## DATA TO USE
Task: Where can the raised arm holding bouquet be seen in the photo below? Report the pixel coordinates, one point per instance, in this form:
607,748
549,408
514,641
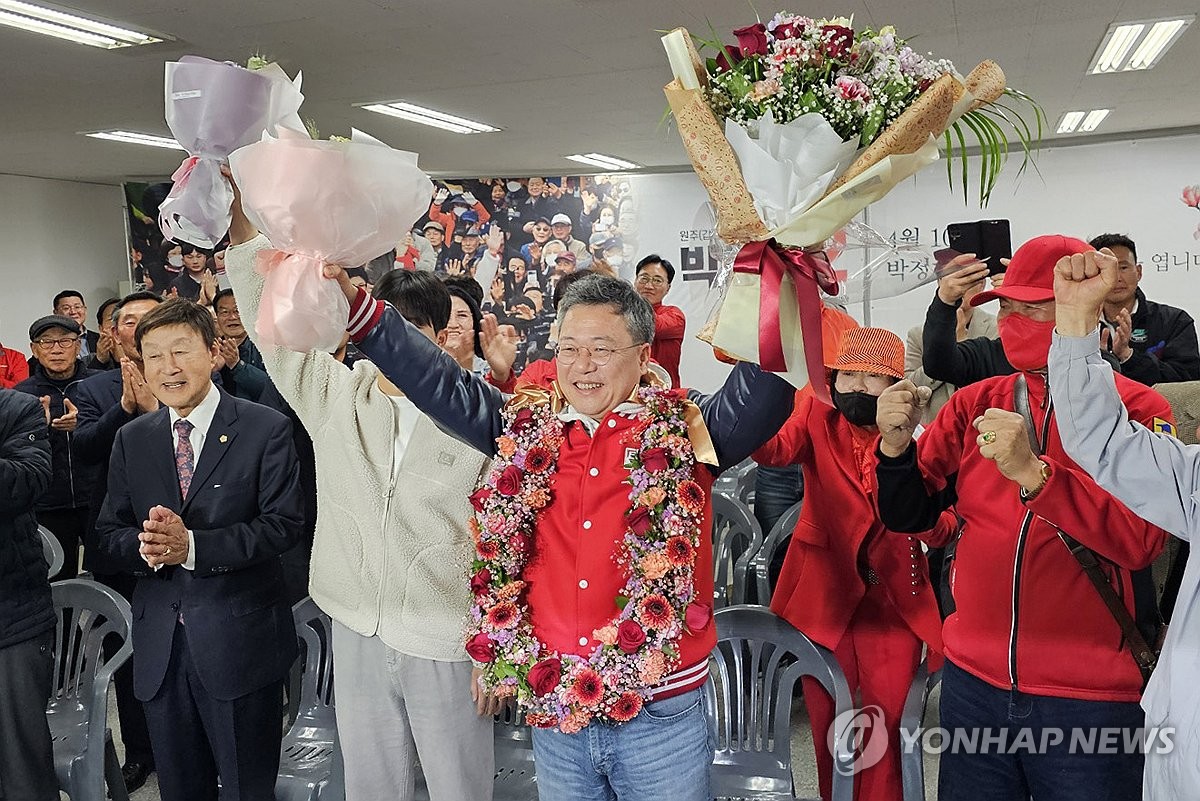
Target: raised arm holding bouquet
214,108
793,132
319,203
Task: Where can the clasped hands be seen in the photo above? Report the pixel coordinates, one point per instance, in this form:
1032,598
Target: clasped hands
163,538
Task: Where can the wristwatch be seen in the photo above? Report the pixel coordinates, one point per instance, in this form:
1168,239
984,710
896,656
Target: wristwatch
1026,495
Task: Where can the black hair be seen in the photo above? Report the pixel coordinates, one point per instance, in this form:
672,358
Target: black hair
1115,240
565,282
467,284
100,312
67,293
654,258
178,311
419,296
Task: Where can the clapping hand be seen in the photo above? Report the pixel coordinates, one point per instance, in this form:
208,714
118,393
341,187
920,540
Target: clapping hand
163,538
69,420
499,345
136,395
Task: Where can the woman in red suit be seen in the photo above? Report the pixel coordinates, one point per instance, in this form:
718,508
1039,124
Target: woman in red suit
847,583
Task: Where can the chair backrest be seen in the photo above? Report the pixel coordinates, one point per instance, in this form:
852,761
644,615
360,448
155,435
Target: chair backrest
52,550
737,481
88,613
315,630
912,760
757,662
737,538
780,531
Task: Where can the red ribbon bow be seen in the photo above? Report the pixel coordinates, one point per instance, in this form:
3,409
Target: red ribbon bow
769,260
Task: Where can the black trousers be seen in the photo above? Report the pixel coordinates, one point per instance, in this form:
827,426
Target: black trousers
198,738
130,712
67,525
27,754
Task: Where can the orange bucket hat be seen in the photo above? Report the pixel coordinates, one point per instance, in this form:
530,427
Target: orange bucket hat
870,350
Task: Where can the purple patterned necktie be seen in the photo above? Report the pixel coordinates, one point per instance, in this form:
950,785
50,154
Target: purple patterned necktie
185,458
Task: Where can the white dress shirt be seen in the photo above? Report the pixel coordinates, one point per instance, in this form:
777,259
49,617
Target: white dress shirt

## DIRECTIONS
Your output consists solely of the lines from the one with "Task: Where can the orange" through the last line, copied exactly.

## SOLUTION TO THIS PROBLEM
Task: Where can the orange bucket hat be seen in the photo above? Report the pixel coordinates, one point per instance, in this form:
530,427
Target: orange bucket hat
870,350
Task: Where can the purple patterned necktie be seen in the photo above? Report the pixel coordinates, one point per instance, in this form:
950,785
50,154
Target: purple patterned necktie
185,458
Task: Where can the white dress shirt be seen in the photo above? Report the pixel coordinates, one point per instance, in this form:
777,259
49,617
Target: white dress shirt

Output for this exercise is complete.